One of the billboards erected in partnership between JewBelong and O7C. Photo: Instagram

Emmy Award-winning actress Patricia Heaton said this week that following the deadly Oct. 7 Hamas terrorist attacks in Israel, it should be a “natural” reaction among all humans to want to combat antisemitism, as well as support the Jewish people and Israel’s right to exist.

The “Everybody Loves Raymond” and “The Middle” star, who is a devout Catholic, made the comments during her guest appearance on the NewsNation show “CUOMO,” where she also advocated for Christians to voice solidarity with Jews and Israel after Hamas terrorists murdered 1,200 people and took 250 hostages during their Oct. 7 onslaught. Heaton began by telling host Chris Cuomo that after the Oct. 7 atrocities, she was “confused by the lack of outcry from the churches.”

“I even posted on Instagram, ‘Did you ever have that thought that if you were in Germany during World War II, you hoped that you would be that good German that helped to hide your Jewish neighbors? Well, today you have that opportunity,’” she added.

Following the Oct. 7 attacks, Heaton founded a nonprofit called the Oct. 7 Coalition (O7C) to urge Christians to be visibly outspoken against antisemitism, and in support of Jews and Israel’s right to exist. Heaton’s O7C has since teamed up with the nonprofit JewBelong to launch a nationwide billboard campaign to raise awareness about antisemitism in the US.

Talking about why she wanted to get involved in rallying support for Israel and Jewish communities facing a rise in antisemitism in the US since the Oct. 7 attacks, Heaton said, “I think if you’re a human being, that should be your natural response to what we saw.” When asked about how people in the entertainment industry have reacted to her avid pro-Israel stance, she said Jewish friends in the business have called her “brave and courageous.”

“[But] I just think this is just a normal human reaction,” she said. “I have heard ‘We have projects we have to promote. We don’t want to bring politics into it.’ I guess if someone spent 50 or 100 million on a movie, they don’t want to introduce this subject matter and I guess you can understand that. But generally speaking I think Hollywood could do more to support our Jewish community.”

Available data -

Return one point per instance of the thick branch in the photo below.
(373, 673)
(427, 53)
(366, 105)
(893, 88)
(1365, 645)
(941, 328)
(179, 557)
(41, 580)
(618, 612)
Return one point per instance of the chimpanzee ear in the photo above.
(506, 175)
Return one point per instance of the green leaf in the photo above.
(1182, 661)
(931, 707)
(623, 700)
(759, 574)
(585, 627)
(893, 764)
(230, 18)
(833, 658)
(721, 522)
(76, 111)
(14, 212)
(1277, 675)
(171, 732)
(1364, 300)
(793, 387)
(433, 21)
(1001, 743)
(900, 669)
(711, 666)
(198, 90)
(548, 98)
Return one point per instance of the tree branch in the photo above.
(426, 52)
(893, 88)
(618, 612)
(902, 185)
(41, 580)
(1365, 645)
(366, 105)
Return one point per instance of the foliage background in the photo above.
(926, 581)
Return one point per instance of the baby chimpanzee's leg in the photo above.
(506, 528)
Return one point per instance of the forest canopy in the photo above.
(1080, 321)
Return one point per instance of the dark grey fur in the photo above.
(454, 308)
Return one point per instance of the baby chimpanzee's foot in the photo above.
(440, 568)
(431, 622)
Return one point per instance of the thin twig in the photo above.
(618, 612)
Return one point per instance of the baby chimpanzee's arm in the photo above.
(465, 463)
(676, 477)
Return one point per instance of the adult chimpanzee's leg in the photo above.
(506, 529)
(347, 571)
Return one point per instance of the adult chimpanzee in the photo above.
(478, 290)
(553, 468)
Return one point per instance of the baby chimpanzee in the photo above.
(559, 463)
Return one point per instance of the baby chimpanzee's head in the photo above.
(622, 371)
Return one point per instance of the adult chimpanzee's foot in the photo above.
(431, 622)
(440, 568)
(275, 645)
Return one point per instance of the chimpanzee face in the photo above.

Directions - Condense the paragraph of the article on Patricia Heaton that begins "Following the Oct. 7 attacks, Heaton founded" into a bulleted list of its main facts.

Answer for this exercise -
- After the Oct. 7 attacks, Heaton founded a nonprofit, the Oct. 7 Coalition (O7C).
- O7C urges Christians to speak out visibly against antisemitism and in support of Jews and Israel's right to exist.
- O7C has teamed up with the nonprofit JewBelong on a nationwide billboard campaign to raise awareness about antisemitism in the US.